::: Excerpted text

Finding voltage and current in a somewhat unusual circuit

[chever]

[Disclaimer: I'm pretty sure this doesn't belong in the HW questions forum. I'm a linguistics major not taking any EE courses and it's the summertime. I just happen to be using an undergrad EE text.]

For the life of me I cannot crack the following:

Since I believe the 70 and 30 ohm resistors are in parallel, likewise the 20 and 5 ohm resistors, I tried finding the total current through the circuit by combining them and then combining the two equivalent in series but I'm not even sure I can do that and I really am just stuck at this point.

Your help would be greatly appreciated.

 

[I_am_learning]

Yep, you can do that.

 

[chever]

Ok, I did. So I believe the total current is 2 amps. Is that right? Even if I've got that right, I can't seem to figure out how the current is divided up in the network. I tried to apply KCL with incorrect results. Stuck...

 

[gerbi]

Hmm... how to crack it?
Io is zero, because the line in which it "flows" is just connection between two nodes, You can simplify it by reducing it to one node.
How to get Vo ? (Vo is the voltage that appears at the same time at 20 ohm and 5 ohm resistors). Look at the circut, distribution of voltage is that: 50=I*(70||30+20||5)
The amount of voltage on resistors are proportional to the restistance so Vo=50*(R1/R1+R2) where R1=20||5=4ohm, R2=70||30=21ohm. Vo=8V

 

[chever]

Hmm... how to crack it?
Io is zero, because the line in which it "flows" is just connection between two nodes, You can simplify it by reducing it to one node.
How to get Vo ? (Vo is the voltage that appears at the same time at 20 ohm and 5 ohm resistors). Look at the circut, distribution of voltage is that: 50=I*(70||30+20||5)

::::::

Instructions -
• a. In the circuit thread, what total current does chever believe flows through the circuit?
• b. Print everything in the circuit thread from "Since I believe" down to "at this point.".
The lines that follow the circuit thread come from a separate source.

::: Supplied material

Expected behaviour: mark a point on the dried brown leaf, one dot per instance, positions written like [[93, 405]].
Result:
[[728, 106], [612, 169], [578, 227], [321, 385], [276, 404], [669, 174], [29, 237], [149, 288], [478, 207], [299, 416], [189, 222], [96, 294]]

::::::

Complete answers -
• a. 2 amps

• b.
Since I believe the 70 and 30 ohm resistors are in parallel, likewise the 20 and 5 ohm resistors, I tried finding the total current through the circuit by combining them and then combining the two equivalent in series but I'm not even sure I can do that and I really am just stuck at this point.